▶ [RECORDS FOR THIS EXERCISE]:
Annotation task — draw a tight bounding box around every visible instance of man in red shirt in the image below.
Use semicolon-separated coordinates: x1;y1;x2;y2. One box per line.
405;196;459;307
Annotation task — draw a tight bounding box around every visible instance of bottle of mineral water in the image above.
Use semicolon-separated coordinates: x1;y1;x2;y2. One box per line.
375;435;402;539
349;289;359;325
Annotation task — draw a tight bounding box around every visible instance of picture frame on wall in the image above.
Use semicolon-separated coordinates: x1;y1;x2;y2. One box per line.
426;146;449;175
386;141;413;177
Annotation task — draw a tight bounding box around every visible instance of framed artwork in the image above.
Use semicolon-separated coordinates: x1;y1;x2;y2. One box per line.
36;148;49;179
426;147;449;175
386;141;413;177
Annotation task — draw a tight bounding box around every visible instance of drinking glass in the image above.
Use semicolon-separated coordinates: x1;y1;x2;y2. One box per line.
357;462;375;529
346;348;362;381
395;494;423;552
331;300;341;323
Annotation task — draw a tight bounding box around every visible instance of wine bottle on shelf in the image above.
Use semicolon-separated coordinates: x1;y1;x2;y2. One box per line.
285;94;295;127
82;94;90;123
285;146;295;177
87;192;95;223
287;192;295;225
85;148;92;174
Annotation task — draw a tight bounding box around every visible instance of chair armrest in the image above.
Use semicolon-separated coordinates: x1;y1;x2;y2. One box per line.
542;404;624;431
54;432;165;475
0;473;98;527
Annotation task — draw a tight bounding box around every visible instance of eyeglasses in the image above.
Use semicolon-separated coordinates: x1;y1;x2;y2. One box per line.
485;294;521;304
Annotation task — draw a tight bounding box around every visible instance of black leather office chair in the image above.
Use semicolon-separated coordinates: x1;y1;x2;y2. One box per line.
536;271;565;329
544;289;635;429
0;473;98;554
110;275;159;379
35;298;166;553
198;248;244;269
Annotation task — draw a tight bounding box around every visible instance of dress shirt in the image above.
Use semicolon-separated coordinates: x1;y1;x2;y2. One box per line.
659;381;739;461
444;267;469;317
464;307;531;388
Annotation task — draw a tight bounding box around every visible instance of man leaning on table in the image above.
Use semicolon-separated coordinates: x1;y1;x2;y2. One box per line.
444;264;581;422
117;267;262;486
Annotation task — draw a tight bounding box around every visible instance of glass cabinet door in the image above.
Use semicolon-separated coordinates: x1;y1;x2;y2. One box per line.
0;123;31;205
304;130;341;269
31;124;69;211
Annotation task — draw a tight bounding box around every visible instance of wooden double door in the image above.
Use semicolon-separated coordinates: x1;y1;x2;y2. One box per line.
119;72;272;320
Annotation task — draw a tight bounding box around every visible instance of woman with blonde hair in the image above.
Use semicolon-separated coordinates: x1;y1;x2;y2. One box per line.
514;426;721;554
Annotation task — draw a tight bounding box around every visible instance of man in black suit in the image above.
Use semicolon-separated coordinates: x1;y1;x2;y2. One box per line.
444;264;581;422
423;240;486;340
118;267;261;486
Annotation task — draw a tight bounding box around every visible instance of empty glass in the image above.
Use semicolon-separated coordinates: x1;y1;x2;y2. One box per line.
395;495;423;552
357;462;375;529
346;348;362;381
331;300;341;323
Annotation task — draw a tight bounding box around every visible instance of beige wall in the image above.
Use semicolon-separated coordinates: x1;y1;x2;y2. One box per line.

▶ [EXERCISE AIM]:
Please copy out, unchanged, everything in the material above from the line containing "chair in the image above." down to the line containing "117;267;262;486", with both of those lines included.

▶ [COMPLETE RESPONSE]:
Annotation task — draw a tight bounding box around every visible instance of black leather office chair in the image above.
Use semicolon-separated coordinates: x1;y1;x2;y2. One box per line.
536;271;565;329
544;289;635;429
0;473;98;554
110;275;159;379
35;298;166;553
198;248;244;269
Annotation task — draw a tight bounding box around every visible instance of dress shirt in the image above.
Use semicolon-separated coordinates: x1;y1;x2;y2. One box per line.
659;381;739;461
444;267;469;317
464;307;531;388
Annotation task — draw a tight bounding box around every visible instance of man leaning on table in the image above.
Use semicolon-separated coordinates: x1;y1;x2;y2. One box per line.
444;264;581;422
117;267;262;486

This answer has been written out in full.